> [Exercise task 1]: Summarize the Shipwreck reviews in two sentences.
> [Exercise task 2]:
Answer these questions from the Shipwreck reviews:
(a) Which three bands does the TransWorld Skateboarding review say Shipwreck sounds like?
(b) What rating does the Lost At Sea review give?
(c) What were the band's 2005 debut and 2006 EP called?
> [Exercise task 3]: Carry on the Shipwreck reviews from the point where they stop.

> [Text excerpt]:
------------------------------------------------------------------------
TRANSWORLD SKATEBOARDING – January 2008
RITKWANDO Reviewed
Sometimes I wish I had been raised in the woods, sort of like those feral Appalachians you hear about rrom time to time who've never met other people and speak in their own made-up language. I just wish I didn't feel the overwhelming need to see everything as a reference, or worse a meta-reference. I wish sometimes that I had no standard for comparison and was just able to listen to an album or watch and Episode of America's Next Top Model and just enjoy it for what it is.
For instance, I would love to tell you guys all about Shipwreck and just have it be about chord progressions and harmonies and time signatures; instead I'm all painted into a corner of cynicism and dubious talent and all I can do is make comparisons. So here you go: Shipwreck sounds like The Doves and The Pixies and Depeche Mode, which are all very good things to sound like. There's a bit of straightforward rock-and-roll giddiness that these dudes occasionally let slip through their cool facade. Maybe there are are few more 80s touchstones than I'm generally comfortable with, but I'll just shut up and go with it.
–Andras Trolf
Lost At Sea (www.lostatsea.net) – 12/05/2007
RITKWANDO Review
Rating: 8.5 out of 10
Hailing from what I am assured is the flattest county in Illinois, Shipwreck is an odd moniker for a talented four-piece from the land of the Illini, considering the dismal lack of seaports in landlocked Champaign (though the Great Lake of Michigan is not far away). The band's name may not be entirely apt for a Midwest indie rock act who claims to have never actually been on the high seas, but on Rabbit in the Kitchen With a New Dress On, Shipwreck's talent is more than apparent, and their album is far from a wreck of any kind.
The title of Rabbit in the Kitchen With a New Dress On is an obvious play on, and perhaps homage to, Shorty Long's "Devil With a Blue Dress On," which was made famous in 1966 by Mitch Ryder & The Detroit Wheels. Shipwreck's third release and second full-length - following their 2005 debut, Origin, and 2006 EP, House of Cards - is a high-octane affair, with mostly up-tempo songs that will enliven even the most cynical club-going but couch-sitting wallflower hipsters to get up, rock out, and shake their money-makers.
------------------------------------------------------------------------
> [Provided data]:
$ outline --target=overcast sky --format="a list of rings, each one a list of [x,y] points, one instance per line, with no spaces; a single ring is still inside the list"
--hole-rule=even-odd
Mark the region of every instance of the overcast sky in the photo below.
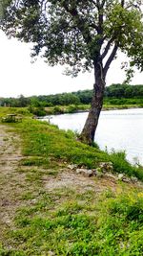
[[[0,97],[48,95],[92,89],[93,74],[80,74],[77,78],[62,75],[64,67],[49,67],[42,58],[31,64],[30,44],[8,39],[0,31]],[[111,65],[107,85],[125,79],[120,63],[124,57]],[[143,74],[136,72],[133,84],[143,84]]]

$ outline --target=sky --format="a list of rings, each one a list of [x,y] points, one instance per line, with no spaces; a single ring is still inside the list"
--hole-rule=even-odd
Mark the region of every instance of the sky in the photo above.
[[[31,63],[31,44],[8,39],[0,31],[0,97],[49,95],[92,88],[93,72],[81,73],[77,78],[65,76],[63,66],[50,67],[40,58]],[[120,69],[123,60],[126,58],[120,53],[111,65],[107,85],[125,80]],[[143,84],[143,74],[136,71],[132,84]]]

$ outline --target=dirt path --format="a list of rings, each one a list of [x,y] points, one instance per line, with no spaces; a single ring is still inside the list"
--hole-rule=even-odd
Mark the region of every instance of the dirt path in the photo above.
[[[0,125],[0,236],[11,227],[24,190],[24,175],[17,172],[22,158],[19,142],[20,138],[10,128]]]

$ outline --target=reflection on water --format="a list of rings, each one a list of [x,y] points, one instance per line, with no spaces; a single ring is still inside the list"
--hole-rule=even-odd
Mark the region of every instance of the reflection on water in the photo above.
[[[51,116],[60,128],[81,131],[88,113]],[[45,117],[44,120],[47,118]],[[126,151],[127,158],[143,164],[143,108],[102,111],[95,134],[100,149]]]

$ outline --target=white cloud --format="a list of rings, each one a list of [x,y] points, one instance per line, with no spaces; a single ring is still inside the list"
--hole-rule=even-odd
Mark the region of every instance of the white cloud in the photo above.
[[[0,97],[48,95],[92,88],[92,73],[80,74],[72,79],[62,75],[63,67],[49,67],[42,58],[31,64],[30,55],[30,44],[8,39],[0,32]],[[119,58],[122,60],[122,58]],[[107,77],[108,85],[123,81],[124,75],[119,62],[115,60],[112,64]],[[136,73],[133,83],[143,83],[142,75]]]

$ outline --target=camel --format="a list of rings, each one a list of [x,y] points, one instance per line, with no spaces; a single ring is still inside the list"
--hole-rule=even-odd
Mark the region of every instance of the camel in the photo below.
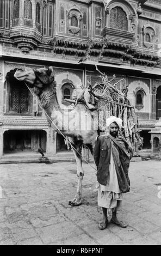
[[[103,79],[107,80],[107,76],[104,76],[104,74],[102,75]],[[99,135],[98,130],[104,130],[104,127],[102,129],[100,128],[98,111],[91,111],[85,103],[83,103],[81,100],[80,102],[77,101],[73,109],[70,112],[65,111],[64,113],[60,109],[57,100],[56,82],[54,80],[54,71],[52,67],[42,68],[35,70],[29,68],[20,67],[16,71],[14,77],[19,81],[24,82],[30,90],[32,90],[32,92],[39,97],[41,106],[44,109],[53,129],[63,135],[64,137],[67,138],[67,143],[71,146],[76,158],[78,178],[77,192],[74,198],[69,202],[69,204],[72,206],[81,205],[83,202],[82,187],[84,176],[84,170],[82,168],[82,147],[88,148],[93,155],[96,138]],[[110,85],[108,81],[108,84]],[[110,89],[114,87],[113,89],[116,94],[117,89],[115,85],[111,86]],[[106,90],[107,91],[107,88],[103,89],[104,94]],[[98,108],[102,97],[98,100],[99,95],[94,94],[92,91],[91,93],[93,93],[95,98],[97,98],[96,105]],[[121,94],[122,93],[119,92],[119,93]],[[102,97],[102,95],[101,96]],[[110,97],[109,95],[108,96]],[[108,99],[106,100],[108,100]],[[107,102],[106,103],[107,104]],[[129,105],[129,107],[130,107]],[[115,113],[116,114],[116,112],[113,113],[113,114]],[[120,114],[121,114],[120,113]],[[127,112],[126,114],[125,117],[127,116]],[[132,136],[132,129],[137,126],[134,114],[133,115],[135,123],[133,125],[129,133],[131,136]],[[84,121],[85,120],[86,122]],[[101,125],[103,126],[103,124]],[[134,132],[133,135],[134,134],[136,134],[136,132]]]

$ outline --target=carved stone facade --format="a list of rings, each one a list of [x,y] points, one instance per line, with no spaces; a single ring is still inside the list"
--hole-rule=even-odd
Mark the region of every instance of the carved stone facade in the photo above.
[[[0,157],[7,130],[37,130],[32,141],[45,131],[46,151],[57,151],[57,134],[36,97],[6,78],[22,65],[52,65],[60,106],[72,108],[65,98],[76,96],[87,81],[101,83],[97,64],[116,75],[114,82],[125,78],[118,88],[128,88],[140,131],[148,132],[161,117],[160,1],[1,0],[0,9]]]

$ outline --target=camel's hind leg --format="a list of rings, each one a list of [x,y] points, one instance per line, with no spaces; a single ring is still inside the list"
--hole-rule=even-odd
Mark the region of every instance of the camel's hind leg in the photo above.
[[[81,155],[82,153],[81,147],[77,147],[76,149]],[[80,205],[82,203],[82,181],[84,176],[84,171],[82,168],[82,157],[80,156],[80,155],[77,153],[73,149],[72,149],[72,150],[76,157],[77,163],[77,175],[78,177],[78,185],[77,193],[73,199],[72,201],[69,202],[69,204],[70,204],[72,206],[77,206]]]

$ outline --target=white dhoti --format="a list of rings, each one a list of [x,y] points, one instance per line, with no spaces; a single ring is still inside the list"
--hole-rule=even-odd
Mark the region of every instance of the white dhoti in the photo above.
[[[117,173],[111,150],[109,164],[109,176],[106,186],[98,185],[98,205],[100,207],[111,209],[121,207],[122,193],[120,191]]]

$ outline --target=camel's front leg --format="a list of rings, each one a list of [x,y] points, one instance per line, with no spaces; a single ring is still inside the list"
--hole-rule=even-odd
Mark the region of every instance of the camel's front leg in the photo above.
[[[81,150],[79,148],[77,148],[77,150],[80,154],[81,154]],[[74,149],[72,149],[75,156],[76,160],[77,163],[77,175],[78,177],[78,185],[77,185],[77,194],[75,196],[75,197],[72,201],[69,202],[69,204],[72,206],[77,206],[80,205],[82,203],[82,181],[84,176],[84,171],[82,168],[82,157],[78,154],[76,153]]]

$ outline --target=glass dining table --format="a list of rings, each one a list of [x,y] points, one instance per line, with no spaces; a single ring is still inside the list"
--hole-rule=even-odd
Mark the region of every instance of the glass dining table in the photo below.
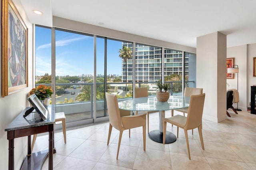
[[[165,111],[188,107],[190,97],[183,96],[170,96],[166,102],[158,101],[156,96],[145,97],[129,99],[118,102],[119,109],[122,110],[136,111],[156,111],[159,114],[159,129],[149,132],[148,137],[158,143],[163,143],[164,119]],[[176,141],[176,136],[173,133],[166,131],[166,143],[172,143]]]

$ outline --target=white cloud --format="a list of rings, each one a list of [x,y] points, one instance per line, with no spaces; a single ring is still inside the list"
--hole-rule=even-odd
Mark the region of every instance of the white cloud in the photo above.
[[[78,37],[78,38],[72,38],[71,39],[68,40],[61,40],[56,41],[55,42],[55,46],[56,47],[58,46],[65,46],[69,44],[72,42],[75,42],[78,41],[80,41],[83,40],[84,40],[87,38],[87,37],[86,36],[82,36]],[[49,48],[51,47],[51,43],[47,43],[46,44],[42,45],[39,46],[37,48],[37,49],[41,49],[41,48]]]

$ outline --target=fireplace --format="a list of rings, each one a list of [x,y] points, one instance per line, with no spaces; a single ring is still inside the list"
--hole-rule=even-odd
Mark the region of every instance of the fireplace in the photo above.
[[[251,114],[256,114],[255,99],[256,99],[256,86],[251,86]]]

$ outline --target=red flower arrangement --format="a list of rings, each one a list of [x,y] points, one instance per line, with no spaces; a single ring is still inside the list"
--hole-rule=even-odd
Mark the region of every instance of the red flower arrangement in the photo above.
[[[34,94],[37,98],[41,101],[43,101],[46,98],[50,97],[53,94],[53,91],[50,86],[45,85],[39,85],[37,87],[32,89],[29,92],[29,94]]]

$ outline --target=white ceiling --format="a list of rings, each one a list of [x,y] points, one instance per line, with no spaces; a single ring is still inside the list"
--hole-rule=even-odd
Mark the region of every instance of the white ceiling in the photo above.
[[[256,43],[255,0],[20,1],[30,21],[46,26],[53,15],[195,47],[197,37],[217,31],[228,47]]]

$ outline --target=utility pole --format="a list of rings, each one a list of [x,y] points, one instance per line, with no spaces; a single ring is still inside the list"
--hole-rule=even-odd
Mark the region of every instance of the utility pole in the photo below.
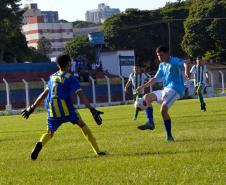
------------------------------------------------------------------------
> [Written reply 1]: The TransWorld Skateboarding review wishes it could enjoy music without constant comparisons, then says Shipwreck sounds like The Doves, The Pixies and Depeche Mode, with some straightforward rock-and-roll giddiness slipping through. The Lost At Sea review rates Rabbit in the Kitchen With a New Dress On 8.5 out of 10, calling the Champaign, Illinois, four-piece talented and the album a high-octane affair of mostly up-tempo songs.

> [Written reply 2]:
(a) The Doves, The Pixies and Depeche Mode.
(b) 8.5 out of 10.
(c) The 2005 debut was Origin, and the 2006 EP was House of Cards.

> [Written reply 3]:
Harman Jordan's vocals - baritone, resonant and confident - are comparable to those of Alex Kapranos, the charismatic frontman of Franz Ferdinand. That similary may contribute to the fact that Shipwreck as a whole, in fact, is oddly reminiscent of Franz Ferdinand, in their frenetic energy, with hints of U2, Pink Floyd, and The Killers also showing their influences. Jordan and John Owen share both songwriting and guitar duties for the outfit, and the pair's strings are often similar to The Edge's signature sound, chiming and echoing away, best epitomized on Rabbit in the Kitchen With a New Dress On by "Kiss in the Dark" and "Hi-Fi."
Vladimir Brilliant on bass and Chris Waage on drums excel in Shipwreck's rhythm section, brilliant and exceptionally, well, brilliant, especially on the heart-pounding "Walk in the Woods" and pure rocker "House of Cards." The album's lyrics are, by and large, intelligent, though not necessarily genius, as there are no real artistic leaps here, the band content with sticking to its four-piece sound throughout most of the album, leaning on the tried-and-true dichotomy of loud/soft verse/chorus to create tension in their songs. The exception is the sinister "Black Moon," the album's most compelling track, which incorporates spine-tingling cellos, piano, and a Floyd-esque haze of sound and mystery.
Rabbit in the Kitchen With a New Dress On is a well-produced, finely crafted, and, really, fun as hell album. It succeeds mostly as a motivator for hellion hip-shaking, embodied by such tracks as "House of Cards," and its inherent energy will surely succeed in live venues, though its softer moments of introspection, as on "Atlantic" and "Black Moon," add balance and depth to an effort that is far from a true shipwreck.
–Eric J. Morgan
SPIN.com – 11/15/2007
Out of the 'Woods', Shipwreck Set Sail
Bust out the bubbly because it's a celebration with Champaign, Illinois' finest. The Midwesterners in Shipwreck might actually be landlocked but that you wouldn't know it from the fluidity of "Walk in the Woods," a stirring number from the group's upcoming mouth-full-length, Rabbit in the Kitchen With a New Dress On . With a bass line that would make Peter Hook blush and nippy high-hats accenting a flawless, sputtering beat, it would be more of a moonwalk in these woods -- the song's groove lending itself beautifully to any dance move you can muster.
Riffing rapid-fire like Minus the Bear with some of the step-work sensibilities of the Faint's liveliest numbers, Shipwreck also hint at a shadowy sensuality as sing-speak vocals tell the tale of the song's heroine Sierra, stressing "hands as soft as silk" along with her "button nose and bedroom eyes." A self-described stormy lullaby, the fantastical lyrics could be straight out of Greek mythology, including sparrows in yellow skies, spiders in the leaves and a goddess appearing through the water's ripples. Taut and quick, ultimately it's the song's wailing siren sounds that hint at something sinister lurking beneath this fable. Shipwreck's forthcoming album, Rabbit in the Kitchen With a New Dress On , drops Dec. 4 on the Polyvinyl imprint None.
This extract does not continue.